** Begin Available data **
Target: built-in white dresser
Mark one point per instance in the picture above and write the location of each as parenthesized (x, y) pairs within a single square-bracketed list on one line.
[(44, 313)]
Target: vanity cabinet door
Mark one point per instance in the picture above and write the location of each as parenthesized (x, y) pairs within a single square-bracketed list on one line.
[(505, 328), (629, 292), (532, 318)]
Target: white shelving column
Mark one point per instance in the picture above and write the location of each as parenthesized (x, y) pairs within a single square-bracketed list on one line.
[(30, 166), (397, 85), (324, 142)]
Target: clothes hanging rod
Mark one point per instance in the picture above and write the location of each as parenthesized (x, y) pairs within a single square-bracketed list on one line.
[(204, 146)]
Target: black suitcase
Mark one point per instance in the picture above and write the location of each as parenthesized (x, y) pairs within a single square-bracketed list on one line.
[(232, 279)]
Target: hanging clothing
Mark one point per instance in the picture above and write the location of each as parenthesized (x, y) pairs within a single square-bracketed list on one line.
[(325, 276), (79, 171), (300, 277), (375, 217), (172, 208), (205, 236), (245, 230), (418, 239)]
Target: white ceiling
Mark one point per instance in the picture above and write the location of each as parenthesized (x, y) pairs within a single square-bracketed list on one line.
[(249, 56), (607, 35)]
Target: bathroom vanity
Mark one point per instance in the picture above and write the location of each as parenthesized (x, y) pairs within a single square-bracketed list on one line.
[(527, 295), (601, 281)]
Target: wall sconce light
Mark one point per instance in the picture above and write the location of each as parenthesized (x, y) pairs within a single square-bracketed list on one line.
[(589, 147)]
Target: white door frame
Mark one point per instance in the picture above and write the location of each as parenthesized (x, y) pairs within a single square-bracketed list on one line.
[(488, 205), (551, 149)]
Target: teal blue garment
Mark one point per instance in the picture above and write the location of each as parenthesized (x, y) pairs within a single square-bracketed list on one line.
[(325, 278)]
** End Available data **
_What is needed:_ Reproduce the material from its first line up to and including the line with "[(488, 205), (551, 149)]", requests included, and shift every x and y coordinate in the answers by -123.

_The solution:_
Target: built-in white dresser
Mark one point per instance in the picture above and write the location of each as parenthesized (x, y) pairs within a single square-bracketed list on one line.
[(-79, 190)]
Target: vanity cabinet door
Mark one point per instance in the picture above and write the location of each as parenthesized (x, y) pairs within a single square-bracketed list on one line.
[(382, 205), (506, 169), (409, 195)]
Target: white shelving column
Mark one point per instance in the picture above and write the location of each as parenthesized (x, y) pairs within a single square-bracketed list on one line.
[(-93, 43), (274, -38), (201, 19)]
Target: clothes hanging rod
Mark one point per instance in the picture above and write the location of each as parenthesized (x, y) pairs within a single square-bracketed list on one line.
[(81, 23)]
Target: black suitcase
Mark one point per instance in the picture above and write the location of each as parenthesized (x, y) pairs within a single square-bracketed list on one line.
[(109, 156)]
Target: hanging clothing
Mark one point per instance in the picture above and write the location of each as parenthesized (x, y) pairs within a single square-bracketed list on one line.
[(202, 153), (-44, 48), (177, 154), (252, 94), (49, 85), (82, 113), (122, 107), (295, 116)]
Target: white ceiling
Mark one point per instance in the picture above and write the location of each as parenthesized (x, y) pairs within a single square-bracketed list on one line.
[(126, -67), (484, -88)]
Target: bathroom vanity
Mark one point per instance in the picture above and write the location of each as parenthesized (x, y) pairs within a single square-bracketed list on one line.
[(404, 172), (478, 158)]
Target: wall sconce light
Mark one point per instance in the picture above and write the location of each as parenthesized (x, y) pairs within a single square-bracketed list on one line.
[(466, 24)]
Target: white door frame
Mark one point per instance in the picture above and write the location of each as parenthesized (x, y) pairs within a single square-bracketed list on one line.
[(365, 82), (428, 26)]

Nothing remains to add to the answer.